▶ Source extract:

Suppose multiple people with equal health profiles compete to receive a single resource. For example, a number of people with equal health prospects compete for a single transplant organ. In such circumstances it seems to many that we should decide by lottery who receives the organ. Some have argued that the lottery makes things fairer and/or that chances are valuable to individuals. But if a chance is a mere expectation of receiving a benefit, why would this be valuable? Would not the benefit itself, the organ transplant for example, be what is valuable? And if in the end one person ends up with the benefit and everyone else loses out, how does the lottery make things fairer? Whether chances are valuable and improve fairness is important for many bioethical questions. First, it matters for allocation questions between equally prioritized patients. This applies not only to the example of organ transplants, but also to rationing of ventilators, appointments at specialist doctors, and a variety of other allocation decisions in conditions of uncertainty.
Second, it has a bearing on debate about the prioritizing treatment over prevention. Prevention often lowers the chance of many people to suffer a health condition by only a moderate amount. Treatment, by contrast, focuses on a patient who no longer has any chance to avoid the condition. If we should care about the distribution of chances, does this mean that we should prefer treatment over prevention because treatment addresses patients who have the worst prospect? Should we divert resources away from HIV prevention into antiretroviral treatment? Should we spend resources on increasing ICU capacity in times of COVID to enhance our treatment capacity or should we spend the resources on procuring PPE kits to prevent future cases of COVID?
Third, the value and fairness of chances is relevant for how we should be concerned with environmental and genetic risk factors. Genetic risk factors mean that particular individuals are predetermined to be at elevated risk. Environmental risk factors, by contrast, are typically random insofar as they affect everyone in the same environment equally. Everyone is at the same objective risk of harm. Should this difference matter for the regulation of genetic versus environmental risk? Should regulations be more stringent for genetic risks than for environmental risks because in the case of environmental risks no single person is already at elevated risk? What if we know that a risk factor is genetic but do not know who in society has the relevant genetic make-up?

▶ Problem requirements:
Pick up the text on the value and fairness of chances in health resource allocation and continue it from its final sentence. You can ignore the rows entirely.

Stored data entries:

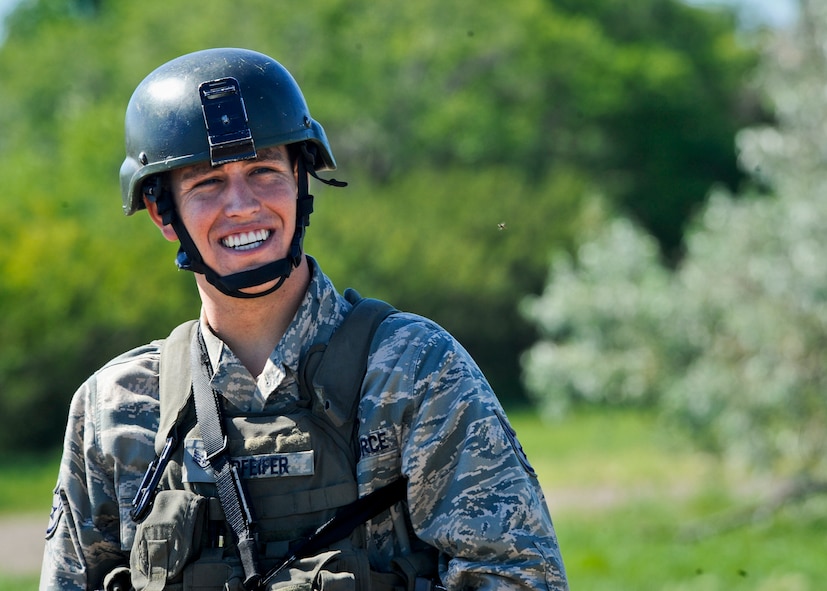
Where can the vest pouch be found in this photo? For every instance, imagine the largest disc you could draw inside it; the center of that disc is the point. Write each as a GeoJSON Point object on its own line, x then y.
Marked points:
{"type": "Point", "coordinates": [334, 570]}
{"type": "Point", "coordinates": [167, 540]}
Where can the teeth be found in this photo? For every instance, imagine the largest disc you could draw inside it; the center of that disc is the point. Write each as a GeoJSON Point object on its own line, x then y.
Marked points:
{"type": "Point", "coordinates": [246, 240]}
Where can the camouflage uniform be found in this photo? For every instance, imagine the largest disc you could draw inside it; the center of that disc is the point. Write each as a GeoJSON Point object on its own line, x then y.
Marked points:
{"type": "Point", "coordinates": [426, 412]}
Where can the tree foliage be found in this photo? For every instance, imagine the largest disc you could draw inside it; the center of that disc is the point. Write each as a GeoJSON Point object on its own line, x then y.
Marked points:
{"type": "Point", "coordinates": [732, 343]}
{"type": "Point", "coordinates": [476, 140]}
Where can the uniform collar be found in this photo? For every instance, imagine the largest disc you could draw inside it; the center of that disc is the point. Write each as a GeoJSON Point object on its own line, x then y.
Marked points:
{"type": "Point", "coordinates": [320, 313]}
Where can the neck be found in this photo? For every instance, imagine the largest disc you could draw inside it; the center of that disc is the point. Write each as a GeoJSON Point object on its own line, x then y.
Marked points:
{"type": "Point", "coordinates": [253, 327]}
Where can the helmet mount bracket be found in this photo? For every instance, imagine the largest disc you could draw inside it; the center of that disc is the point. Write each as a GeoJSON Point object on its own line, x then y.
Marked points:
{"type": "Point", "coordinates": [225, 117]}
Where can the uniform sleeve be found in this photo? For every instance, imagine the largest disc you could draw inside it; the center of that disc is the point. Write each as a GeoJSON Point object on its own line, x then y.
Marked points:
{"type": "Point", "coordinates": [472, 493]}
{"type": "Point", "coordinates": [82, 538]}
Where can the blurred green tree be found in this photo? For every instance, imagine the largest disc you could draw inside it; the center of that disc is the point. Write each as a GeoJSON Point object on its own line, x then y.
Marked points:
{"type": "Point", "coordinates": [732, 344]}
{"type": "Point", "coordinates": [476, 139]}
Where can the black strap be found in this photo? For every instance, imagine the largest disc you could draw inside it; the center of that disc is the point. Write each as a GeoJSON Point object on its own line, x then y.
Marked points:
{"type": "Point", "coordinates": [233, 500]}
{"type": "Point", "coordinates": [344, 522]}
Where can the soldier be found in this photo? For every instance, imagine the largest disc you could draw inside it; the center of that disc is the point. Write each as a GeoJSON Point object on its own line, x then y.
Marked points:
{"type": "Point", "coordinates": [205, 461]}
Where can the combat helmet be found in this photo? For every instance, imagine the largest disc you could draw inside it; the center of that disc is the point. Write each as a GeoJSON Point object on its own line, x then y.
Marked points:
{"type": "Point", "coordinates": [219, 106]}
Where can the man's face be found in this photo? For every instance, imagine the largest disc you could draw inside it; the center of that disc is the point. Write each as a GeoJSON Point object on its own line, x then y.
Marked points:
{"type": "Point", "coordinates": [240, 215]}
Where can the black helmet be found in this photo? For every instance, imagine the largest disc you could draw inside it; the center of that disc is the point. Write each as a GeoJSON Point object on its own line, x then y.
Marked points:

--

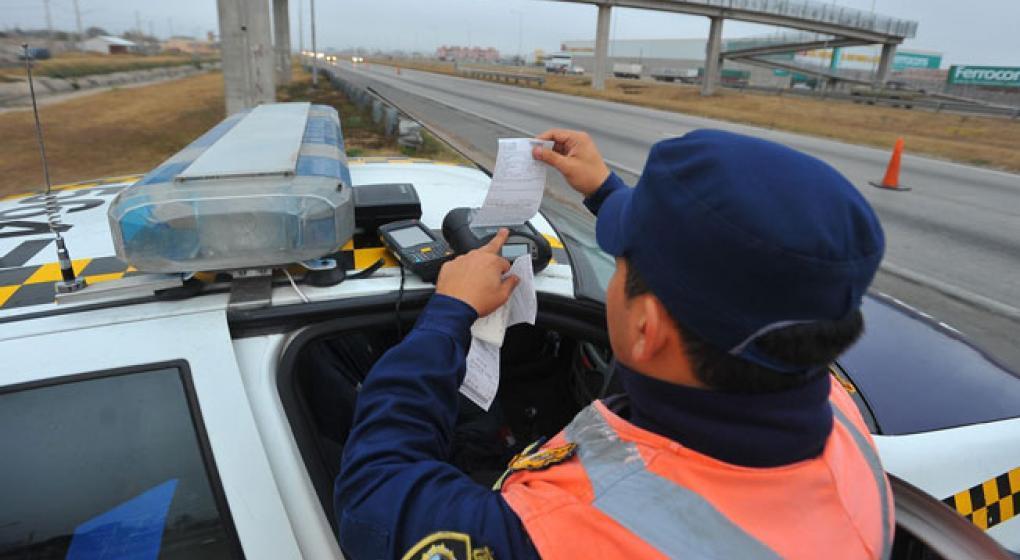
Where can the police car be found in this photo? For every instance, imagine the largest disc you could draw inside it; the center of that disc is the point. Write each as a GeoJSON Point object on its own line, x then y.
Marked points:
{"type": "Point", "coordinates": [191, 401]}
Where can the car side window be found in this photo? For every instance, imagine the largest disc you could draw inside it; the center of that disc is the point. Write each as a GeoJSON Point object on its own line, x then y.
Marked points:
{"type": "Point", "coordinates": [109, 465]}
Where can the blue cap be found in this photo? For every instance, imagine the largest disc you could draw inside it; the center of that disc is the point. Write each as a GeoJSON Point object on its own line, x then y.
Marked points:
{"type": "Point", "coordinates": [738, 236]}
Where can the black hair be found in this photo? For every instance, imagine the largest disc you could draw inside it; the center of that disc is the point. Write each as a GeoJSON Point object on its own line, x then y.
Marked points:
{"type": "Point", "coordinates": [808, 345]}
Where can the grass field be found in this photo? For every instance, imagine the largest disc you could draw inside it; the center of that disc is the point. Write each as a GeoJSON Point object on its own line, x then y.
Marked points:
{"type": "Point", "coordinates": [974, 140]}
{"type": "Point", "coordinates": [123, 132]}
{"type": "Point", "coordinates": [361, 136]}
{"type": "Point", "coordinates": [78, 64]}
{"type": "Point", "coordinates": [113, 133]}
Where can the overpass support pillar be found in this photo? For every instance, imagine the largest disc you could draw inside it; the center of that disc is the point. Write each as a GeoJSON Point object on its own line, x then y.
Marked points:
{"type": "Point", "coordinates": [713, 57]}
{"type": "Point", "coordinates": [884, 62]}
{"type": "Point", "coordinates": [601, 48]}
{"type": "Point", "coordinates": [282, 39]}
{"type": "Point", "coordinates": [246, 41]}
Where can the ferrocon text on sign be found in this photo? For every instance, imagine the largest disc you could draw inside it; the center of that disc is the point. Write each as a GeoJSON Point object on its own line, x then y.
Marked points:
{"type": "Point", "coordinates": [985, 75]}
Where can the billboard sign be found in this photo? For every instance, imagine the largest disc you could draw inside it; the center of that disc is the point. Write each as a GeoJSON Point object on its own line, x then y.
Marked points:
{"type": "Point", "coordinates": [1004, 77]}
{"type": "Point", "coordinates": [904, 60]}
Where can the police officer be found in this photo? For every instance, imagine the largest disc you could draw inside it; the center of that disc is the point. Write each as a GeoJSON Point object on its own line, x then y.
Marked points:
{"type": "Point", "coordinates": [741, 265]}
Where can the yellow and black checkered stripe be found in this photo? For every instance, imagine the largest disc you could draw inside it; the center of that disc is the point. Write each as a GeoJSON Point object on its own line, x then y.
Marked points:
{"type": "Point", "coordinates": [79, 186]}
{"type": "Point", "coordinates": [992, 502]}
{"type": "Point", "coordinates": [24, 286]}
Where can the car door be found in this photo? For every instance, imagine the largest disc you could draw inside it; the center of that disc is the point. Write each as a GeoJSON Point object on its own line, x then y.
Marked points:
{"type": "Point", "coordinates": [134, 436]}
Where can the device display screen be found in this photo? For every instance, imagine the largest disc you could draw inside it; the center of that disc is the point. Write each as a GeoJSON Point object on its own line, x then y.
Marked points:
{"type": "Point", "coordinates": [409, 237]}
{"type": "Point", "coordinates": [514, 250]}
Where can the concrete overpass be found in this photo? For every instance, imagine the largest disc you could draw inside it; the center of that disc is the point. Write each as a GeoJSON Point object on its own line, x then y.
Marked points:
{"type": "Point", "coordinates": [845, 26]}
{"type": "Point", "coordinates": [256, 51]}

--

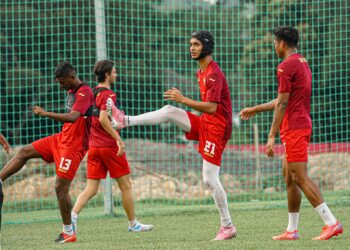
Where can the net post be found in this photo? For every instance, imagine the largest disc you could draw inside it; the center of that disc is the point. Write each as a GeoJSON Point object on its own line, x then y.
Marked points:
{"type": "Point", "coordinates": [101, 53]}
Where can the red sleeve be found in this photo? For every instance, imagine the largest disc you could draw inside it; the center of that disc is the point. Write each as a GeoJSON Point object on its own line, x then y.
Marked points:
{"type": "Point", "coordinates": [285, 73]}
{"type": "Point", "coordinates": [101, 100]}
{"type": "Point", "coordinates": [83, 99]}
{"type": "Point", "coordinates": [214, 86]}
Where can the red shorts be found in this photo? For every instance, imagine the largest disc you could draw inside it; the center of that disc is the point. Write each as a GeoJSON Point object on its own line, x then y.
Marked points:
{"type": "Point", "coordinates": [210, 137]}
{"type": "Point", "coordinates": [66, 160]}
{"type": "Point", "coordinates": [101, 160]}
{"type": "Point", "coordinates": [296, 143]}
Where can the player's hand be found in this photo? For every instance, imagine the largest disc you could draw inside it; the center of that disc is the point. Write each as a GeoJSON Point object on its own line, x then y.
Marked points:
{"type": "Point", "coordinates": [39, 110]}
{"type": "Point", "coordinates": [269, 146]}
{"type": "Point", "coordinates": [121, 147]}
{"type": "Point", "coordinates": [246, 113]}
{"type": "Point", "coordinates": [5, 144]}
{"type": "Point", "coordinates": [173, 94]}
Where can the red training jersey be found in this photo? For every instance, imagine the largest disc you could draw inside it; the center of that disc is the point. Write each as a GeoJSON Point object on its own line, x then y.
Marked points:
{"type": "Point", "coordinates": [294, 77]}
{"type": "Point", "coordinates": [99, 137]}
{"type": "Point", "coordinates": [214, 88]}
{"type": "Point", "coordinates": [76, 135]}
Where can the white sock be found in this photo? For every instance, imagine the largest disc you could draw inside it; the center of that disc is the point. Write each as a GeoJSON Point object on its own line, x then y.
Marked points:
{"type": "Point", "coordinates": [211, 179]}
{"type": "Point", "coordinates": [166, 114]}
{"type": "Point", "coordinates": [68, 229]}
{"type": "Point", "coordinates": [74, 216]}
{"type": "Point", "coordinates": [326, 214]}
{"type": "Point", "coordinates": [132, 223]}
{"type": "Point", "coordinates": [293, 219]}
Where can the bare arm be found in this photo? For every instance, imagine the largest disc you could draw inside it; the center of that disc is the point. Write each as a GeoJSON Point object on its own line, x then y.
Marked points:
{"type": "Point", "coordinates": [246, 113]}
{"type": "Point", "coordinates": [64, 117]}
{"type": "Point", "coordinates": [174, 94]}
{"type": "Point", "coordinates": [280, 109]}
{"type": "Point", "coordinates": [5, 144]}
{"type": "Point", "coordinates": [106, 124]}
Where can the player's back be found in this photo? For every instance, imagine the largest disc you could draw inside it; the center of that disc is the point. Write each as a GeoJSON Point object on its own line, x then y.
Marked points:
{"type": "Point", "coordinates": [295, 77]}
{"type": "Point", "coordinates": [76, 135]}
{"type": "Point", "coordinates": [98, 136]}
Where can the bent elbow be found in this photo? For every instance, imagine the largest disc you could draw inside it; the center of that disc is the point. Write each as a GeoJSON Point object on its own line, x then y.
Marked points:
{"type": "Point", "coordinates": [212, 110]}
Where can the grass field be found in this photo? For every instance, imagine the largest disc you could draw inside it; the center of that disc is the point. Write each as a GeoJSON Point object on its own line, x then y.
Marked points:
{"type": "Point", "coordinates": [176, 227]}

▶ Exercise result:
In this panel we will tackle these questions. Instead of focusing on a specific test case, we will discuss the value and fairness of chances across health contexts. The panel brings together four experts on the topic. Instead of presenting four distinct papers, the panel will be held in a discussion format. Each presenter will start by briefly presenting their views before we move on to a moderate exchange of the viewpoints. The presenters are chosen to reflect a variety of views on the subject. Nir Eyal will present the skeptical view that giving people chances by means of a lottery does not enhance the fairness of the distribution. Emma Curran will present a more favorable view according to which more equally distributed chances are better and that this will sometimes give us reason to accept a less optimal outcome distribution. Michael Otsuka’s discussion will distinguish between two different kinds of chances. Objective chances would make things fairer, but Otsuka will argue that in (almost) all allocation cases we can only give subjective chances, which, in his view, nevertheless can be valuable to individuals. Bastian Steuwer will give a more robust defense of the objective/subjective chance distinction and argue that often we can give objective chances. While in Steuwer’s view objective chances greatly enhances fairness, subjective chances hardly do.
Our aim in the panel is two-fold. First, we aim to illustrate how debates on the value and fairness of chances are central to thinking about health care allocation and public health measures. Second, we aim to advance the debate on how (or whether) chances should be considered by someone concerned with the equitable distribution of health care.